▶ [SUPPLIED ENTRIES]:

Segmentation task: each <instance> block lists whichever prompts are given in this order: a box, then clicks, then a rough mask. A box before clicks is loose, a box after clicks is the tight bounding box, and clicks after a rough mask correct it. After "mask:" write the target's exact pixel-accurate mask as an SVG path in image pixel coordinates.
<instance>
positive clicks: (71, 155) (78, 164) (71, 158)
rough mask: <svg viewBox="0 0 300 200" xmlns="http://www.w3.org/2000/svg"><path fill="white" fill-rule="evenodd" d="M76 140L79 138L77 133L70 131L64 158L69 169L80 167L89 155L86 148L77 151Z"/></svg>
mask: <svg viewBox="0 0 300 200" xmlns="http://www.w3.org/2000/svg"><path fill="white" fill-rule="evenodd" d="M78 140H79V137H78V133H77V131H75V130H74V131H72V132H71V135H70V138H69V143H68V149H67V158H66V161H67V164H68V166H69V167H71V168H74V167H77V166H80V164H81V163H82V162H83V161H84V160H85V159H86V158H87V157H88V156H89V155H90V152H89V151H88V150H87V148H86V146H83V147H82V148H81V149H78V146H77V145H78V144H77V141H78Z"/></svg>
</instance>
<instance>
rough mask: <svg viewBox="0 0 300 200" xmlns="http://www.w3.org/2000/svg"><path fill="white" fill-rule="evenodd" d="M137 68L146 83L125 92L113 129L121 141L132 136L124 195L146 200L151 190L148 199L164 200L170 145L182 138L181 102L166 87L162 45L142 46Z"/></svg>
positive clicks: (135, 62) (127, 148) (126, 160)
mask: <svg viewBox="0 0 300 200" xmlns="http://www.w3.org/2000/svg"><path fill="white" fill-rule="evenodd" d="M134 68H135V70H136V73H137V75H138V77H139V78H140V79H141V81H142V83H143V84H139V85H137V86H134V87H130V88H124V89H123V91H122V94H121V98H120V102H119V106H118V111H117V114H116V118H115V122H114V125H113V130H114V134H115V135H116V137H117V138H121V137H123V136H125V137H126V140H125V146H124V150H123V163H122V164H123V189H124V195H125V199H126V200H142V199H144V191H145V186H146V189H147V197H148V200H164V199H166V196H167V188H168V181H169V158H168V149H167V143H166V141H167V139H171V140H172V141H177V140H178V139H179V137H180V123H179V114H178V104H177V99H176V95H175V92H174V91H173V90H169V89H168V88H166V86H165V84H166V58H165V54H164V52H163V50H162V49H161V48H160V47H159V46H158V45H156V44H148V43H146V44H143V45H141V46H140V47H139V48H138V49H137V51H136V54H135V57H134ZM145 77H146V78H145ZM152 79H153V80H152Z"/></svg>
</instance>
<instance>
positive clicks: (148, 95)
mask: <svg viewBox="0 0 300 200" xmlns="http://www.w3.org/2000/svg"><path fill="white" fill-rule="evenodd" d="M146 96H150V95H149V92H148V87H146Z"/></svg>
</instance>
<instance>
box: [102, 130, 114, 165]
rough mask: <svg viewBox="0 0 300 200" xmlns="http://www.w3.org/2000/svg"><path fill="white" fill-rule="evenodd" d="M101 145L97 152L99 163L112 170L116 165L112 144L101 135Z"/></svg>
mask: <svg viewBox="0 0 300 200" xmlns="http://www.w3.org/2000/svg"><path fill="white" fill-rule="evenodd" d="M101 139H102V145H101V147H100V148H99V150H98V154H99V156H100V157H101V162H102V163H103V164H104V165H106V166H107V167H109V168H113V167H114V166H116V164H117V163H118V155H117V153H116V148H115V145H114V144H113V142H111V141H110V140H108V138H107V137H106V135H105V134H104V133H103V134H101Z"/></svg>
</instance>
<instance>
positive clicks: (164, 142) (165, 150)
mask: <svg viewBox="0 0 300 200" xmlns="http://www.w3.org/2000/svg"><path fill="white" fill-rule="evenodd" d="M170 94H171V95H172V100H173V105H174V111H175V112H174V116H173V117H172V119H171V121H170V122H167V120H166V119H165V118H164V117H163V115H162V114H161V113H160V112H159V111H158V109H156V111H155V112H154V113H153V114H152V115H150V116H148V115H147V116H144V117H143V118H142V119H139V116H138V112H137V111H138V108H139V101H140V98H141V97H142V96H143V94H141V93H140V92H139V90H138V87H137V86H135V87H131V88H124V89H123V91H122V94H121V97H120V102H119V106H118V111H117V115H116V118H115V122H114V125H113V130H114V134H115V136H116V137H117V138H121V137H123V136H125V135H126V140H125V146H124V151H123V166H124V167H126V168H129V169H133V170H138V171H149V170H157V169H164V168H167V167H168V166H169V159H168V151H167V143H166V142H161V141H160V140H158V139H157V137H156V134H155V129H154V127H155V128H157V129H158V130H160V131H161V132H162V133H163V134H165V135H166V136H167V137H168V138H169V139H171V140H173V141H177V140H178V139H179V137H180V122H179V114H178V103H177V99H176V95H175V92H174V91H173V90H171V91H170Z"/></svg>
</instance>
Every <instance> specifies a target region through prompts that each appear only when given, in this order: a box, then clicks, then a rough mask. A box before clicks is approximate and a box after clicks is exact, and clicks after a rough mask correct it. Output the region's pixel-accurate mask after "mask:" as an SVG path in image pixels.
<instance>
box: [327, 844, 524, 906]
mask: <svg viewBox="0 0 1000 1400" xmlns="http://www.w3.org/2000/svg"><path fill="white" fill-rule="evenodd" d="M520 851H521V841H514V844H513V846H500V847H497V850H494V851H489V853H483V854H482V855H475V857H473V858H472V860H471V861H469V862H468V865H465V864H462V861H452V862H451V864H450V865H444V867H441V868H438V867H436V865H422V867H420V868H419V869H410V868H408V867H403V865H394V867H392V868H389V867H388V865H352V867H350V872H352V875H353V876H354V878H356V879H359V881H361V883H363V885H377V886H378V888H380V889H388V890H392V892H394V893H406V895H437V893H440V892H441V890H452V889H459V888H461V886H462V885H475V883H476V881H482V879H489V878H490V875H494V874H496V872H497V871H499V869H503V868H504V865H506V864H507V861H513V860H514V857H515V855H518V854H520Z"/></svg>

▶ [WORK INSTRUCTIONS]: Copy out every line of the material that contains the word "positive". Case counts.

▶ [ANSWER SPACE]:
positive clicks: (71, 155) (78, 164) (71, 158)
positive clicks: (135, 62) (127, 148) (126, 160)
positive clicks: (148, 95)
positive clicks: (164, 142) (165, 150)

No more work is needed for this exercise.